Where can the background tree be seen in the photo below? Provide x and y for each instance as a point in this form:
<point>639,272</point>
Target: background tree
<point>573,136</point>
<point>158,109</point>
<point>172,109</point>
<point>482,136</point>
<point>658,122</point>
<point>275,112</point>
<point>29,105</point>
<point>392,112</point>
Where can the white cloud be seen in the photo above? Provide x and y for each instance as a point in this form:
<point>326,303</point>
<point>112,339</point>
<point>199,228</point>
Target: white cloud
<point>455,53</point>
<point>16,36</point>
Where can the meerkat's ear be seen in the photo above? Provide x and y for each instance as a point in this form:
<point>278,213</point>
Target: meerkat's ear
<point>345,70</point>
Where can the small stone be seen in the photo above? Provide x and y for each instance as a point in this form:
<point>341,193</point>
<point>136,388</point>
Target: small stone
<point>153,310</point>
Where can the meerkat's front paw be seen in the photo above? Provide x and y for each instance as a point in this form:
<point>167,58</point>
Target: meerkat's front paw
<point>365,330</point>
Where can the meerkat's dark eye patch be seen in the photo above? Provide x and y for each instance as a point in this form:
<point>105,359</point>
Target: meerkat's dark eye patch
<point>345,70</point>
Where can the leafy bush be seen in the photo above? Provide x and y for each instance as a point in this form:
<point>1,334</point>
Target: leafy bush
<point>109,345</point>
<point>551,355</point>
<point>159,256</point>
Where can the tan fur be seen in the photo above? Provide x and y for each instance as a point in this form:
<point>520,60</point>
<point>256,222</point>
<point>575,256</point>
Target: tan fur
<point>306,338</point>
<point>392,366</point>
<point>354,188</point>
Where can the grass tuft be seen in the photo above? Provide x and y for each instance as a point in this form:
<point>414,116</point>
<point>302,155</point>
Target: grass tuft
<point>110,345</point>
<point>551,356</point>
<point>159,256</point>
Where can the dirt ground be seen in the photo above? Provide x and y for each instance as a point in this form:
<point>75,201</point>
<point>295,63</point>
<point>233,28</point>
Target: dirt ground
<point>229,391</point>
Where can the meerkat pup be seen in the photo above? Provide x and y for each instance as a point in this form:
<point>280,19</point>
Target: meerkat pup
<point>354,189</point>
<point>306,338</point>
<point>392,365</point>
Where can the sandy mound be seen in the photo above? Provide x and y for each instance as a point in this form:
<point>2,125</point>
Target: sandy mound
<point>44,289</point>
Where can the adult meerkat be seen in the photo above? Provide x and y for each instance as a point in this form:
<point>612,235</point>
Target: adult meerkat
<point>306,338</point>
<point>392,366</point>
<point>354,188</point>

================================

DESCRIPTION OF THE TASK
Repeat the material in full, exactly as it stands.

EXERCISE RESULT
Where can the background tree be seen in the photo below? Provide x and y for each instance as a point in this form:
<point>639,272</point>
Target: background tree
<point>573,136</point>
<point>158,109</point>
<point>172,109</point>
<point>482,136</point>
<point>658,122</point>
<point>275,112</point>
<point>29,105</point>
<point>392,112</point>
Where can the white cloud be seen in the photo above? Provide x and y for each instance as a point in this form:
<point>326,303</point>
<point>112,339</point>
<point>199,228</point>
Target: white cloud
<point>455,53</point>
<point>16,36</point>
Where can the meerkat's ear be seen in the photo above? Provide x and y for each instance as a point in this form:
<point>278,213</point>
Target: meerkat's ear
<point>345,70</point>
Where can the small stone be seen in the photo above? Provide x and y for each instance as a point in this form:
<point>341,193</point>
<point>136,388</point>
Target: small stone
<point>153,310</point>
Where can the meerkat's front paw be seen in the photo above? Provide x and y for each instance as a point in this form:
<point>167,58</point>
Target: meerkat's front paw
<point>365,330</point>
Where can the meerkat's dark eye patch be seen in the photo above? Provide x and y for each instance as a point in this form:
<point>105,359</point>
Target: meerkat's dark eye patch
<point>345,70</point>
Where can the leafy bush be seen in the photo above? Provide x and y for each instance as a point in this form:
<point>1,334</point>
Target: leafy bush
<point>109,345</point>
<point>551,355</point>
<point>159,256</point>
Where can the tan fur be seen in the photo above? Provide x and y for each instance as a point in this form:
<point>520,60</point>
<point>256,222</point>
<point>575,256</point>
Target: tan fur
<point>306,338</point>
<point>392,366</point>
<point>354,188</point>
Where can the grass tuft be seen in the photo above? Provide x and y for each instance as a point in this form:
<point>414,116</point>
<point>302,155</point>
Target: grass tuft
<point>110,345</point>
<point>551,356</point>
<point>159,256</point>
Where can the dirt ground be seen in the photo above? Provide x and y for each instance as a point in this form:
<point>75,201</point>
<point>295,63</point>
<point>233,28</point>
Target: dirt ground
<point>229,391</point>
Where can the meerkat pup be seen in the photo above? Provide x and y for each instance as a point in this form:
<point>280,19</point>
Target: meerkat pup
<point>354,189</point>
<point>306,338</point>
<point>392,365</point>
Where can the sandy mound be seen in the photo above? Provide x and y for each instance as a point in this form:
<point>2,125</point>
Target: sandy mound
<point>44,289</point>
Where can the adult meerkat be seen in the photo above? Provide x and y for each instance as a point in this form:
<point>612,235</point>
Target: adult meerkat
<point>306,338</point>
<point>392,366</point>
<point>354,188</point>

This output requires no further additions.